**Excerpt provided**
— start —

2012-01-18

Nonviolent Social Change


On the third Monday of January, we honor Martin Luther King, Jr. King’s legacy is most clearly and publicly embodied in The King Center in Atlanta: The Martin Luther King Center for Nonviolent Social Change. It’s not the center for civil rights; it’s not the center for advancement of minorities; it’s not the center for anti-racism and multiculturalism; it’s not the center for civil disobedience; or even the center for justice – though King stood for all of those. It’s the center for nonviolent social change.
(King Center web site: click here.)

In honoring the work and the heart of this human being today, I want to look at this idea of Nonviolent Social Change. Building from King’s life and work, what have we learned since his time? King had a dream of peace and justice. Are there resources available to us that weren't available to him for realizing that dream?

In the years just before and just after Martin Luther King's death in 1968, the Unitarian Universalist efforts to address racial justice tore us apart. We were, and are, proud of our presence and support in Selma in 1965. Five hundred Unitarian Universalists participated with Dr. King in that march from Selma to Montgomery, including over 140 Unitarian Universalist clergy -- 20 percent of all UU ministers in final fellowship at that time. We seemed -- to ourselves -- so clearly to be on the "right" side. The line between us (the good guys) and them (the racists) seemed well-established.

— end —

**Supplied data**

— start —

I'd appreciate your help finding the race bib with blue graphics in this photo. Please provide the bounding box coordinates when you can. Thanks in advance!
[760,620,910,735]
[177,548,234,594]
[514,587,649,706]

— end —

Could you revise the passage on nonviolent social change, starting at the words "On the third" and ending after "web site: click here.)", so that "civil disobedience" becomes "direct action"?

On the third Monday of January, we honor Martin Luther King, Jr. King’s legacy is most clearly and publicly embodied in The King Center in Atlanta: The Martin Luther King Center for Nonviolent Social Change. It’s not the center for civil rights; it’s not the center for advancement of minorities; it’s not the center for anti-racism and multiculturalism; it’s not the center for direct action; or even the center for justice – though King stood for all of those. It’s the center for nonviolent social change.
(King Center web site: click here.)